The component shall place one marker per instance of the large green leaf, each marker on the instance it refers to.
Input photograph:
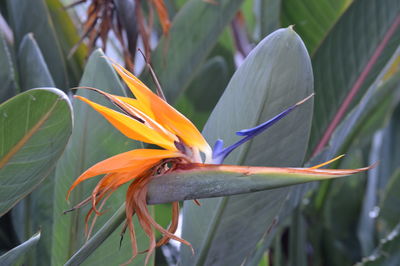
(36, 210)
(7, 73)
(12, 256)
(389, 155)
(313, 19)
(275, 75)
(33, 70)
(202, 95)
(93, 139)
(194, 32)
(33, 16)
(35, 128)
(206, 182)
(349, 60)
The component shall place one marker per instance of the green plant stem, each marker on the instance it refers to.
(107, 229)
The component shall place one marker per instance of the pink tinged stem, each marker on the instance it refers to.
(357, 85)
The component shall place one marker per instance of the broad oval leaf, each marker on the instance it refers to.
(194, 32)
(35, 127)
(35, 211)
(33, 70)
(274, 76)
(33, 16)
(93, 139)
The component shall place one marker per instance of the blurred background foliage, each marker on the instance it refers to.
(202, 50)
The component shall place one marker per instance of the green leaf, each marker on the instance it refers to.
(33, 70)
(194, 32)
(387, 253)
(93, 139)
(36, 210)
(362, 42)
(339, 218)
(33, 16)
(12, 256)
(313, 19)
(35, 127)
(68, 36)
(275, 75)
(367, 116)
(204, 91)
(389, 155)
(267, 14)
(7, 73)
(389, 207)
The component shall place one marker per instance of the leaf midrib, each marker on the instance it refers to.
(27, 136)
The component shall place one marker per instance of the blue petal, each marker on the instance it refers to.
(219, 153)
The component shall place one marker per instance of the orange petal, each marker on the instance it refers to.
(162, 15)
(131, 127)
(164, 113)
(133, 107)
(134, 162)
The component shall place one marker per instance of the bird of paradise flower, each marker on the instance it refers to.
(150, 119)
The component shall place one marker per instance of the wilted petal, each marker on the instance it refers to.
(134, 162)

**BRIEF:** Could you write out the lines from the one containing "The component shall place one marker per instance of the wilted" through the end of the listing, replacing "wilted" with "dried" and leaving everything else unchanged?

**ANSWER IN FULL:**
The component shall place one marker per instance of the dried petal, each marker on the instance it refers to.
(134, 162)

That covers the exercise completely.